WHAT TO DO >> Format every line of the entries below as a numbered list, leaving out any blank lines.

Point annotation records
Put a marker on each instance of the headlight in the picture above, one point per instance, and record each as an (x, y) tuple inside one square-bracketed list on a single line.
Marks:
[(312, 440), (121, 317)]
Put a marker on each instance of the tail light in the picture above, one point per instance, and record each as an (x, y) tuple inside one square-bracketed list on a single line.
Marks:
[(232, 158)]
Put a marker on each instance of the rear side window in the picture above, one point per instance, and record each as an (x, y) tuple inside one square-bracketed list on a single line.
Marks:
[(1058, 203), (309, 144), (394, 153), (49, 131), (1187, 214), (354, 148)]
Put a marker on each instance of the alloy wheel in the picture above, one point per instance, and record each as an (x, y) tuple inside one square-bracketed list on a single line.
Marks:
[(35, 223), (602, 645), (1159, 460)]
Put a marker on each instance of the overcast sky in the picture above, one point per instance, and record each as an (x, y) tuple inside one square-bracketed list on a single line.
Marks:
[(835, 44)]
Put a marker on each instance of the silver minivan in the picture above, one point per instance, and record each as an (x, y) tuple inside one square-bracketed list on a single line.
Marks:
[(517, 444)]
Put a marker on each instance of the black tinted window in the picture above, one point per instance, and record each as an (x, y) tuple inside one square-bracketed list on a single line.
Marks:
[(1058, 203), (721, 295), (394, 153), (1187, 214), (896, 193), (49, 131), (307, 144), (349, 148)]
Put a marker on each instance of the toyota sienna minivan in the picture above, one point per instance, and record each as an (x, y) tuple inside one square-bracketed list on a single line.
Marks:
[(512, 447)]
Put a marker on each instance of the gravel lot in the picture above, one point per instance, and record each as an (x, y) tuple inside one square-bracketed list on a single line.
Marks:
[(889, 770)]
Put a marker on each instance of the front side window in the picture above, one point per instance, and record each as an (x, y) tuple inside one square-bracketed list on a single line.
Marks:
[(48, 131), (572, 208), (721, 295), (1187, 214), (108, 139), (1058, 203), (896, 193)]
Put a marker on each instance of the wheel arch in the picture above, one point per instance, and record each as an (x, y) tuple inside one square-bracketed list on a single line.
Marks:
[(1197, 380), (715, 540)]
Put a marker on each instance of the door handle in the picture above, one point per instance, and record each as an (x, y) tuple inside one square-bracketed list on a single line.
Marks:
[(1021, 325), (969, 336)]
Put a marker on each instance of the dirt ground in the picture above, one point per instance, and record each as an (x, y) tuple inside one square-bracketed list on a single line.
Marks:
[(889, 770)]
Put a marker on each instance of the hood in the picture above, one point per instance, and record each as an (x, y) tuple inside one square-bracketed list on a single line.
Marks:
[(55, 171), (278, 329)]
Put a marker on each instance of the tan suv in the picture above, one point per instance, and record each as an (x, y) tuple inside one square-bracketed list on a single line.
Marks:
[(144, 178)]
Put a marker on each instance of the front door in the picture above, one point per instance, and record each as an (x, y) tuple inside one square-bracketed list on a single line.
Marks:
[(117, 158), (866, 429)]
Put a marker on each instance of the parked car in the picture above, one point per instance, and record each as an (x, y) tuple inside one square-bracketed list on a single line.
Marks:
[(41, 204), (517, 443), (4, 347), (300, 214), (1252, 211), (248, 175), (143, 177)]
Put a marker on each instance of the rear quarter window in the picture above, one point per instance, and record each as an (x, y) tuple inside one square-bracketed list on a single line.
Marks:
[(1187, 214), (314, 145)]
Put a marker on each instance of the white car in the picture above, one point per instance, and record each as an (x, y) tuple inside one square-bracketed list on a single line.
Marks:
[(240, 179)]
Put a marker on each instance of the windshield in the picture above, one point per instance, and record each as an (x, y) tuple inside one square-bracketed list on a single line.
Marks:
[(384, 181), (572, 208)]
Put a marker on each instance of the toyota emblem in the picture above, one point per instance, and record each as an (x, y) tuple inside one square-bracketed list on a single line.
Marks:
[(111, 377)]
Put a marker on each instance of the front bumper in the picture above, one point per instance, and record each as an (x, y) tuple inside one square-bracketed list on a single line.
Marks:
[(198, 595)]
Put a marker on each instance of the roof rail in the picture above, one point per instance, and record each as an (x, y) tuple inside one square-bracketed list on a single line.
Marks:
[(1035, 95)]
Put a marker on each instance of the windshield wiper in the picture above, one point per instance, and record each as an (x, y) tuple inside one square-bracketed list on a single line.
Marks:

THE OUTPUT >>
1. Put a marker on each instance of the headlight in the picture above, one point per instance, and record each as an (x, y) tuple inside one square-bracketed list on a single line.
2. Marks:
3. [(312, 440), (121, 317)]
4. Put a marker on each instance of the tail light in the picture above, one point per instance, and record each as an (x, y) tuple inside one square-bracketed list on a single line.
5. Marks:
6. [(232, 158)]
7. Put a marker on each instance of the rear side window in the picture above, one point per instance, and record each as an (x, y) tuple inside one square-bracketed list on a single line.
8. Marks:
9. [(1058, 203), (309, 144), (394, 153), (49, 131), (1187, 214), (354, 148)]
10. Put a marker on each instance of the alloy wheel in the picture above, one point per instance, and record each as an (x, y) tuple inside one square-bracketed list on a single line.
11. Marks:
12. [(35, 223), (602, 645), (1159, 460)]
13. Put a marker on each instance of the overcast sky in the picture above, one point per instance, and record each as an (x, y) tuple inside one square-bracketed list on a single line.
14. Marks:
15. [(835, 44)]
16. Put a marker on each instance of the silver minivan in the picture above, one point per instance, and record each as an (x, y) tuple inside one square-bracketed list on a single line.
17. Marks:
18. [(517, 444)]
19. Put a marker on each instance of the black tinted window in the picture above, one point per instance, and record each as an (x, y) tuple inside one square-bracketed list on a single line.
20. Marks:
21. [(1058, 203), (721, 295), (394, 153), (1187, 214), (896, 193), (49, 131), (307, 144), (349, 148)]
22. Put a marker on each instance of the toyota sienna minivan in the picture above, one point per instance, and record each as an (x, y) tuple inside one square-bracketed list on a single line.
23. Marks:
24. [(512, 447)]
25. Put a marker on each instance of the gravel lot in the picture above, one point per instance, and record each as an (x, y) tuple inside one square-bracketed list on a single line.
26. Marks:
27. [(889, 770)]
28. Put a marker on each instance of the front side window in the picture above, one point per instance, and record each as an (x, y) tuple inside one square-bracketed list on a single line.
29. Marks:
30. [(48, 131), (572, 208), (721, 295), (1187, 214), (108, 139), (1058, 203), (896, 193)]
31. Put a marker on each instance of the wheel arch in the picture above, one point per instance, and record each as an (x, y) tuple inside one square-bracketed list on a single line.
32. Marks:
33. [(1197, 380), (715, 540)]
34. Put a marker on each instance of the door handle in the picture above, one point per instance, and record each as an (x, y) tuple inside one square-bracketed list on a single line.
35. Marks:
36. [(1021, 325), (969, 336)]
37. Put a marker on each instance of the dirt ground in the picture above, one point per instance, and record each as an (x, y) tuple inside one square-bracketed list on a single line.
38. Marks:
39. [(889, 770)]
40. Put a marker on each instance of the hood in the picture above, one point per instance, and record each as an (x, y) tuple inside one square-bracketed list on a single line.
41. Marks:
42. [(55, 171), (278, 329)]
43. Put a marker on each instance of the tan suv in the picture above, one point per instance, and record each as an (x, y) tuple inside one square-bracketed list on a single line.
44. Marks:
45. [(144, 178)]
46. Put a marker on each instance of the front door in the picture above, one point per instance, and record each as an (x, y) tuple inside one square-bracketed list on a single line.
47. Marks:
48. [(117, 158), (866, 429)]
49. Put a marker on each instance of the parked car in the picture above, one point per instance, and record each as an (x, y) tuple inside one square-bracketed list on a single line.
50. Marks:
51. [(41, 204), (517, 443), (4, 347), (300, 214), (1252, 211), (248, 175), (143, 177)]
52. Put a marker on each instance of the rear quarter window in the picture above, one point per instance, and record each as an (x, y) tuple inside one square-bracketed list on a single line.
53. Marks:
54. [(1187, 214), (314, 145)]
55. Put a marker on each instance of the white car in the picture above, one point per instance, and record each as an (x, y) tuple inside one square-bracketed list on a single line.
56. Marks:
57. [(240, 179)]
58. Put a marker on each instance of the windshield in the picture above, one point per instance, and record each as an (x, y) tuple inside one square-bracketed list on a single line.
59. Marks:
60. [(384, 181), (572, 208)]
61. Put a marker on each instance of the toyota emblem in the picture above, one point per instance, and record each as an (x, y) tuple inside one square-bracketed list on a single line.
62. Marks:
63. [(111, 377)]
64. Put a marker on each instance of the front bumper in the picture above, one point per instance, and record each as an (x, y) tuple inside one square-bracketed list on a single line.
65. Marks:
66. [(198, 595)]
67. Put a marker on each instance of the roof rail in the picture above, one point per instance, and record each as an (x, y) tuple inside one square-bracketed list on a single line.
68. Marks:
69. [(1035, 95)]
70. Put a marker on each instance of the windshield wiper in the picture above, one point per instance, and record each as an (x, y) tuple inside one square-bracketed list on a single line.
71. Marks:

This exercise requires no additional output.